▶ **TEXTE À LIRE**
※
Il explique quel est cet effet moral: «Quelle leçon ces mots apportent d'indulgence charitable pour les habitudes vicieuses du principal acteur de la scène, et de ceux qui lui ressemblent… Le poète, pénétrant les laides et répugnantes surfaces des choses, a révélé, avec une habileté exquise, les liens plus délicats d'imagination et de sentiment, qui souvent attachent ces hommes à des pratiques si pleines de malheur pour eux et pour ceux qu'ils doivent chérir; et en tant qu'il communique au lecteur cette sympathie intelligente, il le rend capable d'exercer une influence sur l'esprit de ceux qui sont dans cette déplorable servitude338.» C'est bien sermonnaire, à propos d'une scène aussi joyeuse. Cependant, il y a, dans le ton qui change et qui s'élève pour parler de cette victoire passagère de l'homme sur les soucis, quelque chose qui explique le commentaire de Wordsworth. Il a finement saisi qu'il y avait là une leçon involontaire de sympathie.

Hélas! Les meilleures choses ne peuvent durer. Les vers où les plaisirs sont comparés à toutes choses fugitives et insaisissables s'élèvent d'un coup à la haute poésie. Quelle étonnante souplesse et, pour employer l'expression de Pascal, quelle étonnante agilité de génie possédait l'homme capable de pareils contrastes! Et cela est fait sans effort, sans heurt, par un flot de l'inspiration, qui s'enfle, monte, et redescend avec une égale aisance.

 
Mais les plaisirs sont comme les coquelicots ouverts,
Vous prenez la fleur, les pétales tombent!
※
[Extraits de jeux de données annotés par boîtes]
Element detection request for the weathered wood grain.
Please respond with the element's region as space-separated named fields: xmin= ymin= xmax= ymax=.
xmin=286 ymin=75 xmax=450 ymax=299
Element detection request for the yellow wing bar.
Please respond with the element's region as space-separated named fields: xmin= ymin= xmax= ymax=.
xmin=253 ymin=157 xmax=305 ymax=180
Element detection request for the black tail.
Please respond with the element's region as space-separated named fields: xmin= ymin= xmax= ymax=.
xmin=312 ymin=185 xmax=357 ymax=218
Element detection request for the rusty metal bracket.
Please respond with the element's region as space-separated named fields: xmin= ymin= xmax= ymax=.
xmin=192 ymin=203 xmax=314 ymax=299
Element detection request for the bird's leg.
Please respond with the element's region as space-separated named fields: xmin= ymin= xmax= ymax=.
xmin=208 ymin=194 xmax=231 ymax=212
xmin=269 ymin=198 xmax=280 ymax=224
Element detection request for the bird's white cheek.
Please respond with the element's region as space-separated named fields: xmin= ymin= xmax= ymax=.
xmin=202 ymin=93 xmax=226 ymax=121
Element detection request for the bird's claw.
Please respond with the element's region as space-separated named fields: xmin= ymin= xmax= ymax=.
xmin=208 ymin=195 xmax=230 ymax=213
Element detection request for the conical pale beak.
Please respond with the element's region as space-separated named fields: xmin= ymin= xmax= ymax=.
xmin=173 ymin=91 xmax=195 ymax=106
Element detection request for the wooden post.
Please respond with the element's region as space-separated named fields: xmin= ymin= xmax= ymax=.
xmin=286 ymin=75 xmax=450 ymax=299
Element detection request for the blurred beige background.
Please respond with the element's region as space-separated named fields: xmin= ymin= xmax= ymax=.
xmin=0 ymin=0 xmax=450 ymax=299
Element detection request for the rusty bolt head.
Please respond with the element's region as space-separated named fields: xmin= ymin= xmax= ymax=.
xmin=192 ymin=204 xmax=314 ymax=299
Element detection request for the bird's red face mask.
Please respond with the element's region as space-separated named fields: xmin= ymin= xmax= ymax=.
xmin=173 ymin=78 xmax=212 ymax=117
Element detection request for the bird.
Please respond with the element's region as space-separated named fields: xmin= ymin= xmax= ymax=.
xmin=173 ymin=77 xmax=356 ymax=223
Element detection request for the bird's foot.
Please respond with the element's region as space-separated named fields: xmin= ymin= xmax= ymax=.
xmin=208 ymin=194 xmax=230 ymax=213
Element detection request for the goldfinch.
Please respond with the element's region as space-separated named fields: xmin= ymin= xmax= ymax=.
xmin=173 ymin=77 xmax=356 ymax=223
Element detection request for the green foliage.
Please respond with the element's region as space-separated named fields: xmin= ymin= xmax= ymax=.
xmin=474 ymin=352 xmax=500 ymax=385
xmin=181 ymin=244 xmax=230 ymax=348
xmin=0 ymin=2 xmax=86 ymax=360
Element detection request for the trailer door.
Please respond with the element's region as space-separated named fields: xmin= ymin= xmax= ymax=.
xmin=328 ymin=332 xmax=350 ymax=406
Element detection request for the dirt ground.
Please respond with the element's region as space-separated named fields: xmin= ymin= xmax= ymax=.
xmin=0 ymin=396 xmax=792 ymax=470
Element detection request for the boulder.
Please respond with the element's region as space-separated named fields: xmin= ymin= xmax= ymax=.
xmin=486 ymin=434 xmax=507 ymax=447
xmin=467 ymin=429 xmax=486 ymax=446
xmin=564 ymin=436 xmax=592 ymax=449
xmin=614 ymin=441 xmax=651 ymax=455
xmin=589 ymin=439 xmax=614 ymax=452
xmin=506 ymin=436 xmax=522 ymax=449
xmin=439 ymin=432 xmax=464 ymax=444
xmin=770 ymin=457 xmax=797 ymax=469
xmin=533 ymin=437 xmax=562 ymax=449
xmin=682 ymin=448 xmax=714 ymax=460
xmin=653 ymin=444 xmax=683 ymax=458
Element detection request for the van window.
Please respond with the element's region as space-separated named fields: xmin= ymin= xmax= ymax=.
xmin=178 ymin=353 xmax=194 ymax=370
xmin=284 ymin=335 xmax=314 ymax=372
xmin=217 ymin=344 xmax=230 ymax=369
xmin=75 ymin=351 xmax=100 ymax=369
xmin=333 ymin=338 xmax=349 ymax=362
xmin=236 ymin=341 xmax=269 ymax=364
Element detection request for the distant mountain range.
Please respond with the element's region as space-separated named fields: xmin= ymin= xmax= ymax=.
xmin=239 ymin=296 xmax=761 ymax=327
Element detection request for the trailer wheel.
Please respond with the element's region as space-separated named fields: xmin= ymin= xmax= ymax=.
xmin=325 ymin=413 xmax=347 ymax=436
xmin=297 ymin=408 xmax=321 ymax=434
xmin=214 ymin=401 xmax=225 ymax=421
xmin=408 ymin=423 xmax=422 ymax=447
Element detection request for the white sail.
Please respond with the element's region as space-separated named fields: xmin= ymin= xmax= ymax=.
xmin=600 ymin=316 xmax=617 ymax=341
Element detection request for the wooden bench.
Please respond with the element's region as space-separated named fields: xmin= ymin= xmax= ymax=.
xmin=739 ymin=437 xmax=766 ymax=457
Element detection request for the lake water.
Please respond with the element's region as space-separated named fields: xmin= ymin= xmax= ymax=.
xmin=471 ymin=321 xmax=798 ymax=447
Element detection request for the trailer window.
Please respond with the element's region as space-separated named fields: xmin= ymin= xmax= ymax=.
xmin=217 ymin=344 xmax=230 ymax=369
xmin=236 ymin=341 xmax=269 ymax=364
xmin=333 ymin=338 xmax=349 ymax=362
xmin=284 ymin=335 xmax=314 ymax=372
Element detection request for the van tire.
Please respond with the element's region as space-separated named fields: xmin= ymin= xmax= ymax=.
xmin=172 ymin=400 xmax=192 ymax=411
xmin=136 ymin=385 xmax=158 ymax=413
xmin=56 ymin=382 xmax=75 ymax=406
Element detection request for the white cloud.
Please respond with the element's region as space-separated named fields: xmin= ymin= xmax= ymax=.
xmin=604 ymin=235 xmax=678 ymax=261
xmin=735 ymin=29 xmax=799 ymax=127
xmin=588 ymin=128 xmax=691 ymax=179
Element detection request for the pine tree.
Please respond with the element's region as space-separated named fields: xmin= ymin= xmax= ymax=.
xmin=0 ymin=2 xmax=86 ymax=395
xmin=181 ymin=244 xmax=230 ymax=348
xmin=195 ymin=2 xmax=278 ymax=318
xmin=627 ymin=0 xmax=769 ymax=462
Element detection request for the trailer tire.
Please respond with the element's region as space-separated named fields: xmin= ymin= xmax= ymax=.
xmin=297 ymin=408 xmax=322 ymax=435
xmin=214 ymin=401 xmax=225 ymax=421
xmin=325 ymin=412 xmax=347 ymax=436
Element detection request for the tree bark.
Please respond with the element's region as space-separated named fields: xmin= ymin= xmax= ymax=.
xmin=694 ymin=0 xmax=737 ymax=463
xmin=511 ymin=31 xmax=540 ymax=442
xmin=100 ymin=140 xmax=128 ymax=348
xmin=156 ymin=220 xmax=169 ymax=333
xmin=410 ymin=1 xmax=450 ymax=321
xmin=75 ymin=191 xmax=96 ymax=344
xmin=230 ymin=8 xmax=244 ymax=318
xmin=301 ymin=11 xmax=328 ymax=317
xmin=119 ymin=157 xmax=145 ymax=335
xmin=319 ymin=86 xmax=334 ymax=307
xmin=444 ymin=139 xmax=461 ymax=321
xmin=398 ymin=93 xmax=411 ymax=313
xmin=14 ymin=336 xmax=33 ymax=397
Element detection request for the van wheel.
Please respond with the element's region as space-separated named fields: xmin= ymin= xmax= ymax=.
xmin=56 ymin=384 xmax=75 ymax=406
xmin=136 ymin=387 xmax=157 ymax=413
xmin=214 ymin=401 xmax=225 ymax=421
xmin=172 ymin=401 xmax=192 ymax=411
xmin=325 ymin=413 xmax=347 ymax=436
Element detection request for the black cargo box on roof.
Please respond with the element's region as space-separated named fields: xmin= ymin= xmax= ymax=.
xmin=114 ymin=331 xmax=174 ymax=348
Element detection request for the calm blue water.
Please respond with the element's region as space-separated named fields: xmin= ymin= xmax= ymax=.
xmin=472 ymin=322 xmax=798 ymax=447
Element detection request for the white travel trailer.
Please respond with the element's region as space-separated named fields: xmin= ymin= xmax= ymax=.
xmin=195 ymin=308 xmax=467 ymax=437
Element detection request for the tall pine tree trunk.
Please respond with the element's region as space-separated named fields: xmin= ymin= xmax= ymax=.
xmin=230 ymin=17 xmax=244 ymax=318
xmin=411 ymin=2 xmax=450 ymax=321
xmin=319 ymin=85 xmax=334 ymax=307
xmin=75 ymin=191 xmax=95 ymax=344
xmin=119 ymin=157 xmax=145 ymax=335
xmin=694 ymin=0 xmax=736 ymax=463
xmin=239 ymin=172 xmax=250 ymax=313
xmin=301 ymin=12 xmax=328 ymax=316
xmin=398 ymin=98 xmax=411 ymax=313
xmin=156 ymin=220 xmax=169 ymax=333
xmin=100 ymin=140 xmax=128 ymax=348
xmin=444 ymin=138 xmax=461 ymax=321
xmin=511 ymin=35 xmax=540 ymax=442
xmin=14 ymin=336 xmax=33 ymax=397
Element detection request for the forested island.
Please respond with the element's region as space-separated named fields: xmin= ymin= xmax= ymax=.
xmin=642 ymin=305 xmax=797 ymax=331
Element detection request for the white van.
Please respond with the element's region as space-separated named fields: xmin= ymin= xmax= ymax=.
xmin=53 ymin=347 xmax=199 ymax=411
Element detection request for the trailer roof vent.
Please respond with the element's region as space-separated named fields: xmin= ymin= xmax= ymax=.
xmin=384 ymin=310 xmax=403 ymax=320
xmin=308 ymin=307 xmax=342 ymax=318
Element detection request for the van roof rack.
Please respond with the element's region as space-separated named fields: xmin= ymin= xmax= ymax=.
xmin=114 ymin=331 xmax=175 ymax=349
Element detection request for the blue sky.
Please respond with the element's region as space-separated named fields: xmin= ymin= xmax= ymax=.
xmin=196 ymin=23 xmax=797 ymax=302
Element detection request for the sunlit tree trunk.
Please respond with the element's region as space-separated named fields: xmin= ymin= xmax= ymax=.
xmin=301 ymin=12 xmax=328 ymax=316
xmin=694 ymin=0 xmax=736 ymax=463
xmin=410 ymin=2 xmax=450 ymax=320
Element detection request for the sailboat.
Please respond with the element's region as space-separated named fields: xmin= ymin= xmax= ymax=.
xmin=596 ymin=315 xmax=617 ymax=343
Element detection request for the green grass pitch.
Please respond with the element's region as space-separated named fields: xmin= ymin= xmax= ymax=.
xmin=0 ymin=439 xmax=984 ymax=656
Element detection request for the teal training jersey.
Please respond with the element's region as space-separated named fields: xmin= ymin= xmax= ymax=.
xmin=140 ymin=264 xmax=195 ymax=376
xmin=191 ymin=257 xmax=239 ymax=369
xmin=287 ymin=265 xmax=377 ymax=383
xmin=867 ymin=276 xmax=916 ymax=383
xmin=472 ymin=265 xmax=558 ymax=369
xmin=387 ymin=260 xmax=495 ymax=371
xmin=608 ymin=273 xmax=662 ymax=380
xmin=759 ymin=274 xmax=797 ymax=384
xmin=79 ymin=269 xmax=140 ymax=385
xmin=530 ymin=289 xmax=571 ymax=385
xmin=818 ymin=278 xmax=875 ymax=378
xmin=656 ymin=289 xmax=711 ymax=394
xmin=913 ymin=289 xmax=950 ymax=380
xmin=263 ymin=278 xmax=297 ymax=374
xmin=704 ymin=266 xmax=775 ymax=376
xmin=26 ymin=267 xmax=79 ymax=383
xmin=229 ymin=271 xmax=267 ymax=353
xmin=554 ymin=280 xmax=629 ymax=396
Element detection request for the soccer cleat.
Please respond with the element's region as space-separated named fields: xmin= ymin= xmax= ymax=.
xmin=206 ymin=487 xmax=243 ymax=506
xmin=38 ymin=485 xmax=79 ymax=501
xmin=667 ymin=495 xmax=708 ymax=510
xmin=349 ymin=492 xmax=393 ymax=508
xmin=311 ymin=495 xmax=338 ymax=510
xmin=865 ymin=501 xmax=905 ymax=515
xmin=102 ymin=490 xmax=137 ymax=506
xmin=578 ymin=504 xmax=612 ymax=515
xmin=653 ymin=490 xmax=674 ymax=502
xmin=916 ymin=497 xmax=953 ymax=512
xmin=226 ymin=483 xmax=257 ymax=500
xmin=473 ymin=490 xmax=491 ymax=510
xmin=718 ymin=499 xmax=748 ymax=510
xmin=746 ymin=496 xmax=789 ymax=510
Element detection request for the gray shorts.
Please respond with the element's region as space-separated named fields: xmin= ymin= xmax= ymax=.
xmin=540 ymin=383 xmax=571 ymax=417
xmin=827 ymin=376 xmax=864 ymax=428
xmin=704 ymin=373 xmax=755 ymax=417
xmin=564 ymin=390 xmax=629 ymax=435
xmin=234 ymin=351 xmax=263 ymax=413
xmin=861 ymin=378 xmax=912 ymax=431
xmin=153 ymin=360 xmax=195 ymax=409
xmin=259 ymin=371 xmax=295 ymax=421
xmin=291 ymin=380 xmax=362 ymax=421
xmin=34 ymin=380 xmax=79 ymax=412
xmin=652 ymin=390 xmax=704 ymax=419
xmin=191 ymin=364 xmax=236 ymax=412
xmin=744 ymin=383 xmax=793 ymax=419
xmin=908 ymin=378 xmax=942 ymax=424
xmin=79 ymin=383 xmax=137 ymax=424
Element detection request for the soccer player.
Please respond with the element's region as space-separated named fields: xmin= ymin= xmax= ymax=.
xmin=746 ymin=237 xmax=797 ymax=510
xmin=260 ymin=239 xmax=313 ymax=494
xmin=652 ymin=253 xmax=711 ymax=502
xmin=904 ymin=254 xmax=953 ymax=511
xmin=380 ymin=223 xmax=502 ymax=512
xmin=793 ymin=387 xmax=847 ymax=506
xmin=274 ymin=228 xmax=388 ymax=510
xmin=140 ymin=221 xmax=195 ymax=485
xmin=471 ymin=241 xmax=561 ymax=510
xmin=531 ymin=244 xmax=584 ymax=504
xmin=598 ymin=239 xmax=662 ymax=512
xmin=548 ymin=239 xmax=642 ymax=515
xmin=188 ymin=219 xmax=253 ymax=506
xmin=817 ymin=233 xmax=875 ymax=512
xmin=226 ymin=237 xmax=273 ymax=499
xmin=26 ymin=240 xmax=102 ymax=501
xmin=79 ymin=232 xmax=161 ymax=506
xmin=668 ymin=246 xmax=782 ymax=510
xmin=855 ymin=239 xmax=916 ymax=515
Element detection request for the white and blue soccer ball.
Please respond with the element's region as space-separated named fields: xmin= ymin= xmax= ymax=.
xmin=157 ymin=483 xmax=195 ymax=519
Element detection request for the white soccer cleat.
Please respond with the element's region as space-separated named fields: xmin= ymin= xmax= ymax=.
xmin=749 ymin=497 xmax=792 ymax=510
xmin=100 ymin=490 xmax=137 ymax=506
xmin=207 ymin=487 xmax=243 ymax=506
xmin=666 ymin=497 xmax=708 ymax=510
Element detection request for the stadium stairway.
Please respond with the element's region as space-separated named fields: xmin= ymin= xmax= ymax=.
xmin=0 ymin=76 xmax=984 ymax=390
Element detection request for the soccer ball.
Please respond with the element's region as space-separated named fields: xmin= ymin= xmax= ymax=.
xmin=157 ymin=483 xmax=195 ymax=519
※
▶ **CONSIGNES DE L'EXERCICE**
[A] Répondez à ces questions sur l'extrait critique :
(i) De quel auteur le commentaire est-il cité puis discuté ?
(ii) À qui est empruntée l'expression « étonnante agilité de génie » ?
(iii) Dans les vers cités, à quoi les plaisirs sont-ils comparés ?
[B] Relevez dans l'extrait critique tous les verbes qui décrivent le mouvement du flot de l'inspiration.
[C] Reprenez l'extrait critique après le dernier vers cité et poursuivez-le.

▶ **RÉPONSES PAR CONSIGNE**
[A]
(i) De Wordsworth.
(ii) À Pascal.
(iii) Aux coquelicots ouverts.

[B] s'enfle, monte, redescend

[C]
Ou comme la chute de la neige dans la rivière,
Un instant blanche, puis fondue pour jamais;
Ou comme les éphémères des régions boréales,
Disparus avant que vous puissiez montrer leur place;
Ou comme la forme gracieuse de l'arc-en-ciel,
Qui s'évanouit dans l'orage.
Aucun homme ne peut attacher le temps ni la marée;
L'heure approche où Tam doit partir;
Cette heure, la clef de la voûte noire de la nuit,
C'est l'heure funeste où il monte à cheval.
Et il se met en route par une nuit telle
Que jamais pauvre pécheur ne fut dehors par une nuit pire.
 

En effet le temps est affreux et la nuit menaçante. La description de la tempête est faite en deux ou trois traits puissants. La bonhomie et la raillerie reparaissent avec la bataille de Tam contre les éléments.

 
Le vent soufflait comme si c'eût été son dernier souffle;
Les averses bruissantes montaient sur les rafales;
Les ténèbres avalaient les rapides éclairs;
Bruyant, profond et prolongé, le tonnerre beuglait:
Cette nuit-là un enfant aurait pu comprendre
Que le diable avait pris une affaire en main.
 
 
Bien monté sur sa jument grise, Meg,
Une meilleure ne leva jamais la jambe,
Tam trottait à travers flaque et boue,
Dédaignant vent, et pluie, et feu;
Tantôt tenant bien son bon bonnet bleu,
Tantôt fredonnant un vieux refrain écossais,
Tantôt regardant autour de lui avec prudence,
De peur que les esprits ne le surprissent soudain:
L'église d'Alloway n'était plus loin,
Où spectres et hiboux crient chaque nuit.
 

Comme les sentiments du brave Tam sont bien indiqués! Il est d'abord tout en courage, et il se rit de ces éclairs et de ces bourrasques. Celles-ci le secouent cependant, et déjà le voici à ce commencement de peur où on se chante quelque chose pour se rassurer. Il regarde autour de lui; c'est mauvais signe. Il ne peut faire un pas sans rencontrer la place d'un crime ou d'un accident. Ces lugubres souvenirs le hantent; l'orage augmente; et tout à coup il aperçoit quelque chose d'étrange.

 
À ce moment, il avait traversé le gué,
Où le colporteur périt étouffé dans la neige;
Il avait dépassé les bouleaux et la grosse pierre,
Où Charlie l'ivrogne se cassa le cou;
Il avait passé par les ajoncs et près du tas de pierres,
Où les chasseurs trouvèrent l'enfant assassiné,
Il était près de l'épine, au-dessus du puits,
Où la mère de Mungo se pendit.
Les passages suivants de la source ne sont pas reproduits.